ARBEITSAUFTRAG 1:
Fass den Absatz aus dem Textauszug über den Dortmunder Beginenhof, der mit „Das Alter der Mieterinnen“ anfängt, als kurze Liste zusammen.
ARBEITSAUFTRAG 2:
Kopiere aus dem Textauszug über den Dortmunder Beginenhof wortgetreu den Teil, der bei „Eine private GbR“ anfängt und bei „besondere Qualität hat.“ aufhört.

Im Jahr 2001 kam die Idee einer Neugründung in Dortmund auf
Nach dem Besuch des ersten modernen Beginenhofs in Bremen brachte sie die Idee 2001 nach Dortmund. Zahlreiche Frauen beteiligten sich an der mehrjährigen Planung.
Eine private GbR setzte das Projekt mit großteils sozial geförderten Wohnungen um. Und längst sind auch Frauen aus Bochum, Soest oder Hagen in den Dortmunder Beginenhof gezogen. Auch Männer sind willkommen. Aber nur als Gäste.
Das Alter der Mieterinnen reicht von Mitte 30 bis Anfang 80. 31 Frauen und drei Kinder, aber auch Katzen und Hunde leben in der Wohnanlage, die durch einen Innenhof sowie einen großen Garten mit Blumen, Gemüse und Obst und zahlreichen Ruhebänken eine besondere Qualität hat.
Die Frauen Leben in ganz normalen Mietwohnungen
Unterschiede zu anderen Mietwohnungen gebe es im Beginenhof nicht, sagt Rosemarie Ring. Jede Mieterin habe einen klassischen Mietvertrag und könne selbstverständlich leben, wie sie wolle, und kommen und gehen, wann sie wolle.

BEREITGESTELLTE DATEN:

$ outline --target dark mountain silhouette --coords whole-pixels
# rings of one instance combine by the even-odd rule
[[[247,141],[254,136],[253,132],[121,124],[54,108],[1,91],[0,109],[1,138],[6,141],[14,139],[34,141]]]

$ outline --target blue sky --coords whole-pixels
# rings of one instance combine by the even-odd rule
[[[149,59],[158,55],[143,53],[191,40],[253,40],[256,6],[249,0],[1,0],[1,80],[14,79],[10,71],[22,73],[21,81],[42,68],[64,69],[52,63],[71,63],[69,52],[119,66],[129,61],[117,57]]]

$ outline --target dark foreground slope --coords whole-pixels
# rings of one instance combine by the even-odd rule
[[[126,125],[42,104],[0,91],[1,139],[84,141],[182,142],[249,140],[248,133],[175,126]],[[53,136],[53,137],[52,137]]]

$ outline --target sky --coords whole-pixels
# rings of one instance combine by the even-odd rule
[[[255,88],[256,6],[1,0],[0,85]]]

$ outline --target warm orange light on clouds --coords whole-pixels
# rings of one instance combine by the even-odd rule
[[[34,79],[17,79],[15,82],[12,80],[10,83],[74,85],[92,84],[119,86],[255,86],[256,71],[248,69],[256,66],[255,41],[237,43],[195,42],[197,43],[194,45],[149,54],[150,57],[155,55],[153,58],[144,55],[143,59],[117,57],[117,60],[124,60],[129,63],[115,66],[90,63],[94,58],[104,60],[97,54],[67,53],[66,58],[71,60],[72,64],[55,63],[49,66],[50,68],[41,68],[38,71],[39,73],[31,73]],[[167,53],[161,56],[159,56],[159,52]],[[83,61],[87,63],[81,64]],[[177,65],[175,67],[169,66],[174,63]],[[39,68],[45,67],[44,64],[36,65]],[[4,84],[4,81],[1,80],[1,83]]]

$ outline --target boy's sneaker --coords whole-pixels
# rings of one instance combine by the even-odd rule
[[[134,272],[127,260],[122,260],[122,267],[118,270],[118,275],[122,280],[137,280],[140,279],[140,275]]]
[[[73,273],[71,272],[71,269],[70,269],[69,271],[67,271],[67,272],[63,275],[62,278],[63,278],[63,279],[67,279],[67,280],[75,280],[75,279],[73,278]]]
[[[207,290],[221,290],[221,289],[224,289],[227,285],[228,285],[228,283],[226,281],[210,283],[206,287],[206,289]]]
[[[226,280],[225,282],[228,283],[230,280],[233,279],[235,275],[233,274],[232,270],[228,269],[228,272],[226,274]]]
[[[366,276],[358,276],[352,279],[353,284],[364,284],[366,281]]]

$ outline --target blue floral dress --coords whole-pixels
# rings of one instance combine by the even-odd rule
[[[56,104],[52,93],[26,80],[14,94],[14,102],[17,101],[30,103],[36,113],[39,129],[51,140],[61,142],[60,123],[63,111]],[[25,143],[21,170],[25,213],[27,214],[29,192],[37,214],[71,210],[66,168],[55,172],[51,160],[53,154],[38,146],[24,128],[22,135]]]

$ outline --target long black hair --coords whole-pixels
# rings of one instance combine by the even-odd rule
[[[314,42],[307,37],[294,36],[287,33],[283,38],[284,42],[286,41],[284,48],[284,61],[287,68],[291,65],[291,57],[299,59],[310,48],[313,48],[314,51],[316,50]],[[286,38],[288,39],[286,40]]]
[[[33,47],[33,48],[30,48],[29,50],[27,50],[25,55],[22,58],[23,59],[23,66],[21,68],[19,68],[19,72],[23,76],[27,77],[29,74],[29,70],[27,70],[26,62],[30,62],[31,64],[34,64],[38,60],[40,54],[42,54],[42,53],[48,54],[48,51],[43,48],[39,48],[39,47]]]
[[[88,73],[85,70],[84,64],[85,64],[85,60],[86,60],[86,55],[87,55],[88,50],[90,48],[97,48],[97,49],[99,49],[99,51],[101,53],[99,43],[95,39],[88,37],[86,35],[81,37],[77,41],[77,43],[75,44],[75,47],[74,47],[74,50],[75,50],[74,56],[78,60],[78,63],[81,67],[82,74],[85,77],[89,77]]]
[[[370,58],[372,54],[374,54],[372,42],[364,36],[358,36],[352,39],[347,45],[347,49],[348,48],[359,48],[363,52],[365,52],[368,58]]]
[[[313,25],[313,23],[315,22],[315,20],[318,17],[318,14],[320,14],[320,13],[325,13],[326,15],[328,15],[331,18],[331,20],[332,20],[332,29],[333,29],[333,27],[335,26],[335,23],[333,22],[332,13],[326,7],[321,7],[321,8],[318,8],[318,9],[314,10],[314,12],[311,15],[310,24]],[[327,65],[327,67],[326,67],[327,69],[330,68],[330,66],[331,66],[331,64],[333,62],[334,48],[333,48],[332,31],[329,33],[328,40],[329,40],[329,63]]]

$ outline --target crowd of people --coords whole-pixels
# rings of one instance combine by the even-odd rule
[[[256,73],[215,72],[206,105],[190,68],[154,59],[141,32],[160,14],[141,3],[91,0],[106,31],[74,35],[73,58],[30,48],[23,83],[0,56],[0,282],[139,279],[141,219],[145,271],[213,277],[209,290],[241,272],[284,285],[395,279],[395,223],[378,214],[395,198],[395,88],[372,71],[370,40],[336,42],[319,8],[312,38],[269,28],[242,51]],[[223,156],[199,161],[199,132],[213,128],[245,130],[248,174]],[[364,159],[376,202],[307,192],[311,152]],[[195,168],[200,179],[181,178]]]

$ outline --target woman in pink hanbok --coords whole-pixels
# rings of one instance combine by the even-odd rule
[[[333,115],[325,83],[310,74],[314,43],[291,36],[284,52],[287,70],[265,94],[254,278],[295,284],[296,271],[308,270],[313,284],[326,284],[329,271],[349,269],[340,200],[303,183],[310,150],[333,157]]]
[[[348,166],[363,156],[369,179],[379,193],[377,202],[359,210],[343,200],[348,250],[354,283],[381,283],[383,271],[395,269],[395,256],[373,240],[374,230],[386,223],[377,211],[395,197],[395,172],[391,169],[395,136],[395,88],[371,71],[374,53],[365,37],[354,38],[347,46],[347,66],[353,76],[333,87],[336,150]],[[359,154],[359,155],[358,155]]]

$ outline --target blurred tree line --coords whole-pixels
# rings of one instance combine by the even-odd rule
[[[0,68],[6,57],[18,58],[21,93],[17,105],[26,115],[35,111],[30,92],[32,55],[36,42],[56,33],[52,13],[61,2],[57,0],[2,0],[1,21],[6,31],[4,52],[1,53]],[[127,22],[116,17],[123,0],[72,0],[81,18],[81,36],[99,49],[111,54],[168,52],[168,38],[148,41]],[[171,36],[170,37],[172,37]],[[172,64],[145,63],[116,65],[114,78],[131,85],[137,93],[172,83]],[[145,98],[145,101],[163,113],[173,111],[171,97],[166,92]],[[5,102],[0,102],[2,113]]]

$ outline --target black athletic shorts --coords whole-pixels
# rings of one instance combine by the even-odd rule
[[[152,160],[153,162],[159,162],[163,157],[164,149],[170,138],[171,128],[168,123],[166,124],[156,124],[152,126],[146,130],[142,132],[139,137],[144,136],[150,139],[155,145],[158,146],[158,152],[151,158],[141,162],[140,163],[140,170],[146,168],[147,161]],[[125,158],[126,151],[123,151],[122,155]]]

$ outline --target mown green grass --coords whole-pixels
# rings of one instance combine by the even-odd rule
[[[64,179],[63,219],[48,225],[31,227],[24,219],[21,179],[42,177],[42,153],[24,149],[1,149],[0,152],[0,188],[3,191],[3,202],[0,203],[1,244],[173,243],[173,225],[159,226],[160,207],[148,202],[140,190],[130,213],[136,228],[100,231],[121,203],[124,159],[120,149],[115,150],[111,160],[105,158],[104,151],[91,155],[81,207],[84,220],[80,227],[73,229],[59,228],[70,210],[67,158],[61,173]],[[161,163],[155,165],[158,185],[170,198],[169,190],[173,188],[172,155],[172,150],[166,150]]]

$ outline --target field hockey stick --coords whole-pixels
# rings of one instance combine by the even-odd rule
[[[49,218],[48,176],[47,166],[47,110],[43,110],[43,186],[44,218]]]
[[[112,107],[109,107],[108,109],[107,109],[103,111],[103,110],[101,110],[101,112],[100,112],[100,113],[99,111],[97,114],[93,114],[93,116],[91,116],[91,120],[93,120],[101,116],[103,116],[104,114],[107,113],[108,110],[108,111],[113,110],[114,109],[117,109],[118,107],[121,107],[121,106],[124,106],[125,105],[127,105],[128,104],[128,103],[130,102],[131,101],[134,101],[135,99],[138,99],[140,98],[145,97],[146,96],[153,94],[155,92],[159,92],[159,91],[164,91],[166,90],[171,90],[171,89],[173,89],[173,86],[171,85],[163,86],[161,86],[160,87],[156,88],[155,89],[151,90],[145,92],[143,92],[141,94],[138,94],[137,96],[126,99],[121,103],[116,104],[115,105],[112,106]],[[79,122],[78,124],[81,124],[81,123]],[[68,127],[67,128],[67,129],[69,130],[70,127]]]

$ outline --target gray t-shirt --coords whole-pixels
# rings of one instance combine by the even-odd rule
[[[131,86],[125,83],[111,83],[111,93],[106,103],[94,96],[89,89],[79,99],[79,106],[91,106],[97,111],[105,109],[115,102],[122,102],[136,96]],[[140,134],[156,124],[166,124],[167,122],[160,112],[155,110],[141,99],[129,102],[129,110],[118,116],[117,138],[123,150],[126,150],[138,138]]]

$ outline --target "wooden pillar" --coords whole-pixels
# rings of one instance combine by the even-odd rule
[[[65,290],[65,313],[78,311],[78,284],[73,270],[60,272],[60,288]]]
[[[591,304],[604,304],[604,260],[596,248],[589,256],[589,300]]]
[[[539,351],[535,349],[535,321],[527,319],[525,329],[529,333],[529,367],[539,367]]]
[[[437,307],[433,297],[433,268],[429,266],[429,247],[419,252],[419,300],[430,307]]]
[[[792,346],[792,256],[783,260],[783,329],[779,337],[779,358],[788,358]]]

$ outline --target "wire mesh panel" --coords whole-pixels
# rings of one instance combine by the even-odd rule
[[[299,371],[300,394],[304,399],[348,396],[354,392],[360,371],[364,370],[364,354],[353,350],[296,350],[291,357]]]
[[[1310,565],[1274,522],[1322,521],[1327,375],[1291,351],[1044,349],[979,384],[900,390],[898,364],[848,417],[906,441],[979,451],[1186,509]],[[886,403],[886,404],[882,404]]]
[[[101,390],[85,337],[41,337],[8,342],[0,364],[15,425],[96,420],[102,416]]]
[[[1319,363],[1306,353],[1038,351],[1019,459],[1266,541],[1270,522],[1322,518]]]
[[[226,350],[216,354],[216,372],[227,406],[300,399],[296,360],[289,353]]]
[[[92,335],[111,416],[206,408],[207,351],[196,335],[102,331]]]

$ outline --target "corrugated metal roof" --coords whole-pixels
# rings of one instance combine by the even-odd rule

ANTWORT 1:
- Alter der Mieterinnen: Mitte 30 bis Anfang 80
- Wer dort lebt: 31 Frauen und drei Kinder, dazu Katzen und Hunde
- Was die Wohnanlage besonders macht: ein Innenhof und ein großer Garten mit Blumen, Gemüse, Obst und vielen Ruhebänken

ANTWORT 2:
Eine private GbR setzte das Projekt mit großteils sozial geförderten Wohnungen um. Und längst sind auch Frauen aus Bochum, Soest oder Hagen in den Dortmunder Beginenhof gezogen. Auch Männer sind willkommen. Aber nur als Gäste.
Das Alter der Mieterinnen reicht von Mitte 30 bis Anfang 80. 31 Frauen und drei Kinder, aber auch Katzen und Hunde leben in der Wohnanlage, die durch einen Innenhof sowie einen großen Garten mit Blumen, Gemüse und Obst und zahlreichen Ruhebänken eine besondere Qualität hat.